— Start —

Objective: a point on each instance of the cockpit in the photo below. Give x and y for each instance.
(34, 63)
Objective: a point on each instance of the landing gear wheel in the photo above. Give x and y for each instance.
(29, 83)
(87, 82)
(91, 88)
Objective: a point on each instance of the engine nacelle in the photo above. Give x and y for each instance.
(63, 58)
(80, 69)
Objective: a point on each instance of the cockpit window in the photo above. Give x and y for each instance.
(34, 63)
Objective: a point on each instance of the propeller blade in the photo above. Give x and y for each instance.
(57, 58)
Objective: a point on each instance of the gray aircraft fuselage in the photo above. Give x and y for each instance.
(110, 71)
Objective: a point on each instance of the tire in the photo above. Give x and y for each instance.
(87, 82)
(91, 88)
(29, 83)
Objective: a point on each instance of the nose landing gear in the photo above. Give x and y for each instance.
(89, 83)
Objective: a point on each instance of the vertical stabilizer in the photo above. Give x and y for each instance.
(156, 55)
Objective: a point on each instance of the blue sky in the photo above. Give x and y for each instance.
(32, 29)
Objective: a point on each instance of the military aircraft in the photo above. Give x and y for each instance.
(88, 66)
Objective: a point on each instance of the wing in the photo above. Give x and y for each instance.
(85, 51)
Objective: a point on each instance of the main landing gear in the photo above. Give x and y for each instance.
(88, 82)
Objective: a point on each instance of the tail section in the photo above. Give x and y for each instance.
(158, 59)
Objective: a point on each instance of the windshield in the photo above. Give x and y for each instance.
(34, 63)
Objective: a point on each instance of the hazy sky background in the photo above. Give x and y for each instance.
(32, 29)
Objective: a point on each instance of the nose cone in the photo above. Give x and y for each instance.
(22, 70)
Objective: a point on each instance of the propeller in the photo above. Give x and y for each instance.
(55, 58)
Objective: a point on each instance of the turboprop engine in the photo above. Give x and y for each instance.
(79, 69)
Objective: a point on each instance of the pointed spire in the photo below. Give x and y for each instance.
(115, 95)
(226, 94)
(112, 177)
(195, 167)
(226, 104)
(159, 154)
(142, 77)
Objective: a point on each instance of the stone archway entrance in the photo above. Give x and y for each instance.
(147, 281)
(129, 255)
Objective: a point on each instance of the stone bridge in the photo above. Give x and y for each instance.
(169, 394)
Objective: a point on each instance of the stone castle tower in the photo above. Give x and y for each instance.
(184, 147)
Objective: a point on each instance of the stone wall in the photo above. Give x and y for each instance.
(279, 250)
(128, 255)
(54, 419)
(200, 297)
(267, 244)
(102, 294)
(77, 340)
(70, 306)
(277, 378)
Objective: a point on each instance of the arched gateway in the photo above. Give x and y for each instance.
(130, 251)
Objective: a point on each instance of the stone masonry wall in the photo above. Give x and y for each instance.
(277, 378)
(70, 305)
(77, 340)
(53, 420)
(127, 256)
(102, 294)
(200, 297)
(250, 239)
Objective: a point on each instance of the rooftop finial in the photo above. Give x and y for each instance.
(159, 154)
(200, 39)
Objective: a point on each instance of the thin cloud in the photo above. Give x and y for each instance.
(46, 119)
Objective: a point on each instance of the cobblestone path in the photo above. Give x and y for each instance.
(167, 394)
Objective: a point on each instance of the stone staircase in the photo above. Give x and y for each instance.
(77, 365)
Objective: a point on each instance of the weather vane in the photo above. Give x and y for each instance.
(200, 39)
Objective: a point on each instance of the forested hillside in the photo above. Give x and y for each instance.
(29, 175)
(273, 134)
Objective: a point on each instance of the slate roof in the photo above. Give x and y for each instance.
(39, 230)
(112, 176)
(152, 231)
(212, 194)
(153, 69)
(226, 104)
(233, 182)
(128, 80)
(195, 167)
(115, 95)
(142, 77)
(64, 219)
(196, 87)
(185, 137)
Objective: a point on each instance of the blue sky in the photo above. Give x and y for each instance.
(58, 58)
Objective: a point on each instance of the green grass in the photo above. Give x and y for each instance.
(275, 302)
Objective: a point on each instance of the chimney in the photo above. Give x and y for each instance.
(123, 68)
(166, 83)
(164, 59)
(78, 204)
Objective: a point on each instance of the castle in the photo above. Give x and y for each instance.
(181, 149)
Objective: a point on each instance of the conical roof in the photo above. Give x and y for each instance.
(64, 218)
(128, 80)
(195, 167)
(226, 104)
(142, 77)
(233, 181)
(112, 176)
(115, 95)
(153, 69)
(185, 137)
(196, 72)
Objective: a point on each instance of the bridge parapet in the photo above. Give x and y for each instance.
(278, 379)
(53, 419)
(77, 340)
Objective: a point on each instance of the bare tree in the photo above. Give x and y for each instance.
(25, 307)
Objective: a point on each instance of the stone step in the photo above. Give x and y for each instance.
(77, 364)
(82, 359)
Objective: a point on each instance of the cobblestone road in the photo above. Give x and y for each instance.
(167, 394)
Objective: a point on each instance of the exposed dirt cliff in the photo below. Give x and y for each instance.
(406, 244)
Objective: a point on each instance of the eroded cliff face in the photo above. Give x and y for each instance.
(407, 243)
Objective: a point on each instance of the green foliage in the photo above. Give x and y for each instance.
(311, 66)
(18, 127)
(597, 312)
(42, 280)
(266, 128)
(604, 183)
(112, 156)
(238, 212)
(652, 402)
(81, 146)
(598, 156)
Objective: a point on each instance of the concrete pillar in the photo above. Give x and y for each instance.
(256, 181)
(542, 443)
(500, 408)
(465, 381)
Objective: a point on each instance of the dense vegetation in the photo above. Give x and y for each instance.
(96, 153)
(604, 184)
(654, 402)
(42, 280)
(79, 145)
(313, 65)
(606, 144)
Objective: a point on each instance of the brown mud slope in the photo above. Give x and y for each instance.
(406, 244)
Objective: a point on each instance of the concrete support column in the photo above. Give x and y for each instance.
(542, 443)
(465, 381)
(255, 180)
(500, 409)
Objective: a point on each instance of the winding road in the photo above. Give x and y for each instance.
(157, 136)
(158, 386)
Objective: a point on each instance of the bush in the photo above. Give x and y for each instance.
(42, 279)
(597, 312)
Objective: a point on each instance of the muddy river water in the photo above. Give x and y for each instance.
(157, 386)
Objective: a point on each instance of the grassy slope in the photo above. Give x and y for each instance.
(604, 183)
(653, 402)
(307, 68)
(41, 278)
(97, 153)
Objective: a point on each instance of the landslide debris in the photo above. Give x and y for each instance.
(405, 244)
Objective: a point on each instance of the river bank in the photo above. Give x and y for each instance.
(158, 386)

— End —

## Set task
Write the material out again in its entirety, exactly as shown.

## Response to this task
Objective: a point on each instance of the cockpit in the photo below. Give x and y for each instance.
(34, 63)
Objective: a point on each instance of the landing gear wheel in the photo above. Give x and y for each instance.
(29, 83)
(87, 82)
(91, 88)
Objective: a point on each instance of the engine nacelle in the photo above. Give x and y for each instance.
(63, 58)
(80, 69)
Objective: a point on each instance of the cockpit window in the photo above. Give x and y for each instance.
(34, 63)
Objective: a point on each instance of the propeller blade in the photo above. Give x and y for each instance.
(57, 58)
Objective: a point on each instance of the gray aircraft fuselage in the photo above. Give x and y for each instance.
(110, 71)
Objective: a point on each instance of the tire in the photo above. Give x and y for each instance.
(87, 82)
(91, 88)
(29, 83)
Objective: a point on each instance of the nose landing gear in the photo above. Give x and y for each instance.
(89, 83)
Objective: a point on each instance of the vertical stabilizer in the photo above. Give x and y for each instance.
(156, 55)
Objective: a point on each instance of the blue sky in the photo above. Give x and y for each instance.
(32, 29)
Objective: a point on each instance of the military aircraft in the photo above. Give x and y for each instance.
(88, 66)
Objective: a point on each instance of the wing in the photo above. Give x and y for each instance.
(85, 51)
Objective: a point on each instance of the main landing gear in the photo above. Give x and y for each instance.
(88, 82)
Objective: a point on each instance of the tail section in the photo above. Give x and y for each instance.
(158, 59)
Objective: a point on each instance of the windshield in the photo above. Give x and y for each instance.
(34, 63)
Objective: a point on each instance of the hazy sky background in the photo above. Give x and y for each instance.
(32, 29)
Objective: a point on each instance of the nose cone in the photo above. Give x and y for each instance.
(22, 70)
Objective: a point on each instance of the propeller in the photo above. Give x and y for each instance.
(55, 58)
Objective: a point on each instance of the turboprop engine in the photo above. Give x and y for each instance.
(79, 69)
Objective: a point on each instance of the pointed spire in the photo below. Give x and y for each instance.
(115, 95)
(226, 94)
(112, 177)
(195, 167)
(226, 104)
(159, 154)
(142, 77)
Objective: a point on each instance of the stone archway entrance in the photo above. Give x and y for each instance.
(147, 281)
(129, 255)
Objective: a point on each instance of the stone bridge in the photo above. Give x and y for each instance.
(169, 394)
Objective: a point on each instance of the stone castle tower in the photo above. Give x and y for each instance.
(184, 147)
Objective: a point on each instance of the stone wall in the photo above. Give x and y for each instance.
(279, 250)
(128, 255)
(54, 419)
(200, 297)
(267, 244)
(102, 294)
(77, 340)
(70, 306)
(277, 378)
Objective: a point on each instance of the arched gateway in the photo above. Give x and y for each instance.
(130, 251)
Objective: a point on each instance of the stone masonry wall in the photo above. Give x and y for each instance.
(277, 378)
(70, 305)
(77, 340)
(53, 420)
(127, 256)
(102, 294)
(200, 297)
(250, 239)
Objective: a point on each instance of the rooftop finial in the photo above. Give x and y for each instance.
(159, 154)
(200, 39)
Objective: a point on each instance of the thin cloud in the photo above. Give x and y for each instance.
(46, 119)
Objective: a point on each instance of the cobblestone path in the photo above. Give x and y for each instance.
(167, 394)
Objective: a point on each instance of the stone staircase in the photo above. Give x and y for each instance.
(77, 365)
Objective: a point on each instance of the weather vane in the photo above. Give x and y for each instance.
(200, 39)
Objective: a point on each instance of the forested hillside in the photo above. Give x and y for each instance.
(29, 175)
(273, 134)
Objective: a point on each instance of the slate roof in the photo above. Give x and y for each instance.
(39, 230)
(112, 176)
(152, 231)
(212, 194)
(153, 69)
(226, 104)
(233, 182)
(128, 80)
(195, 167)
(115, 95)
(142, 77)
(64, 219)
(196, 87)
(185, 137)
Objective: a point on each instance of the blue sky in the photo above. Give x and y for each instance.
(58, 58)
Objective: a point on each instance of the green grass in the photo above. Give x and y for each instance.
(275, 302)
Objective: a point on each instance of the chimney in the photo above. Give x and y for each instance.
(123, 68)
(166, 83)
(164, 59)
(78, 204)
Objective: a point on each instance of the castle in the photo above. Give x and y for each instance.
(181, 149)
Objective: a point on each instance of the conical roof in the photo above. Give x and y for each instance.
(64, 218)
(128, 80)
(195, 167)
(226, 104)
(142, 77)
(233, 181)
(112, 176)
(115, 95)
(153, 69)
(185, 137)
(196, 72)
Objective: a point on each instance of the bridge parapet in the photo above. Give x and y for each instance.
(278, 379)
(53, 419)
(77, 340)
Objective: a point on each instance of the bare tree in the photo above. Give x and y for each instance.
(25, 307)
Objective: a point on each instance of the stone step in the photo above. Give x and y for each instance.
(77, 364)
(82, 359)
Objective: a point on each instance of the cobblestone road in the photo above. Give x and y for each instance.
(167, 394)
Objective: a point on each instance of the exposed dirt cliff in the photo below. Give x and y for each instance.
(406, 244)
Objective: a point on each instance of the eroded cliff face in the photo above. Give x and y for each instance.
(407, 243)
Objective: a point on each instance of the green foliage in the photo above. Give x and y for each instance.
(311, 66)
(18, 127)
(597, 312)
(42, 280)
(266, 128)
(604, 183)
(112, 156)
(238, 212)
(652, 402)
(81, 146)
(598, 156)
Objective: a point on each instance of the concrete pillar in the photo above. Give x and y for each instance.
(256, 181)
(542, 443)
(500, 408)
(465, 381)
Objective: a point on each instance of the dense vegetation in the photo above. Give x and y for each instance.
(96, 153)
(604, 184)
(654, 402)
(42, 280)
(79, 145)
(313, 65)
(606, 144)
Objective: a point on each instance of the brown mud slope in the photo above. Give x and y for each instance.
(406, 244)
Objective: a point on each instance of the concrete support column in the photo above. Give x and y for each instance.
(542, 443)
(465, 381)
(255, 180)
(500, 409)
Objective: a point on each instance of the winding road in the photo above. Give x and y for each instance.
(157, 136)
(158, 386)
Objective: a point on each instance of the bush in the photo above. Give x and y for each instance.
(42, 279)
(597, 312)
Objective: a point on each instance of the muddy river water in the photo above. Give x and y for each instance.
(157, 386)
Objective: a point on each instance of the grassy slope in the photo above. Give x and y for each instance.
(604, 183)
(653, 402)
(307, 68)
(41, 278)
(97, 153)
Objective: a point on each instance of the landslide debris in the photo above. Give x and y for each instance.
(405, 244)
Objective: a point on each instance of the river bank in the photo above. Give x and y for each instance.
(158, 386)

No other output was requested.